• _Passage shown_
▽

The Rolling Stone article, “A Rape on Campus,” was published in November 2014 and told the story of Jackie, a University of Virginia student, who described being brutally gang raped at a fraternity party near the university’s campus.

As criticism of the article mounted, the Columbia School of Journalism published a report railing on Rolling Stone for improperly verifying Jackie’s story. The Charlottesville police later reported they found no evidence to back up the story, leading to Rolling Stone printing a retraction and pulling it down from their website.

While the article disappeared, Eramo had been painted as playing a major role in the university’s ignoring the rape, including discouraging Jackie from reporting it. In the trial, testimony revealed Eramo had actually urged Jackie to go to police.

After the article was published, Eramo was demoted, losing her title as associate dean, and then received a cancer diagnosis, a double-barreled shot that weighed heavily on her life.

Before the $3 million payout was announced, Rolling Stone lawyer David Paxton suggested the magazine and Erdely had suffered as much as Eramo, pointing out that she has since been promoted and received raises — and even offered a half-hearted apology Eramo was not quick to buy.

“It took two years and all this to get an apology,” Eramo said. “And I still don’t believe it is a real apology. The regret I see is that they’re in the position they’re in today.”

△

• _Material supplied_
▽

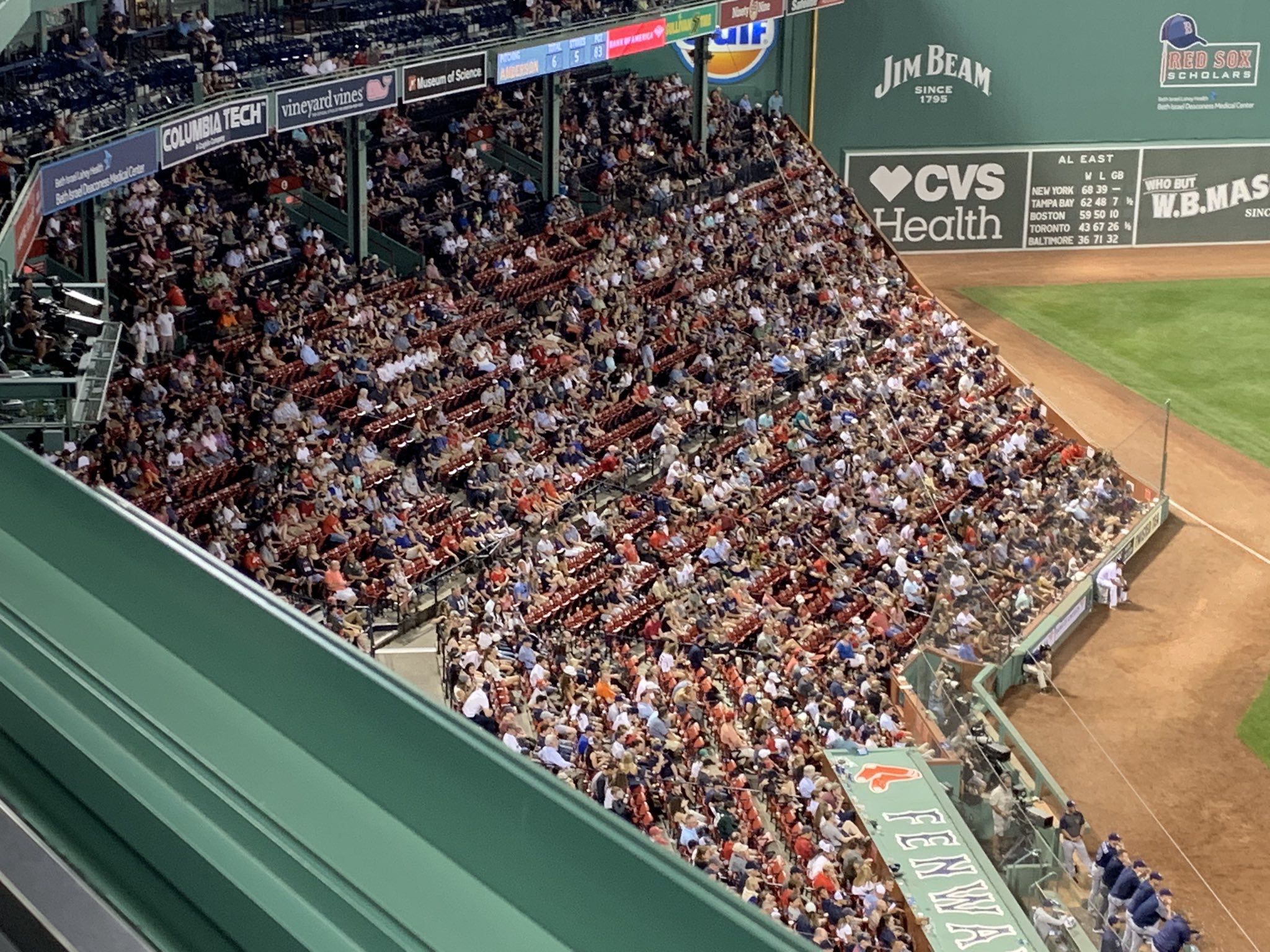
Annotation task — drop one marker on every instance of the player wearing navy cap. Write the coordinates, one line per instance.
(1105, 853)
(1118, 863)
(1071, 826)
(1174, 935)
(1126, 885)
(1146, 902)
(1110, 941)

△

• _Explore the material_
A. Translate this sentence from the Rolling Stone passage into Spanish: "In the trial, testimony revealed Eramo had actually urged Jackie to go to police."
B. Answer these from the Rolling Stone passage:
(i) In what month and year was "A Rape on Campus" published?
(ii) What title did Eramo lose when she was demoted?
(iii) What is the name of the Rolling Stone lawyer?
C. Copy the Rolling Stone passage word for word, beginning at the words "As criticism of" and stopping after "from their website.".

• _Task-by-task answers_
A. En el juicio, los testimonios revelaron que Eramo en realidad había instado a Jackie a acudir a la policía.

B.
(i) November 2014
(ii) Associate dean
(iii) David Paxton

C.
As criticism of the article mounted, the Columbia School of Journalism published a report railing on Rolling Stone for improperly verifying Jackie’s story. The Charlottesville police later reported they found no evidence to back up the story, leading to Rolling Stone printing a retraction and pulling it down from their website.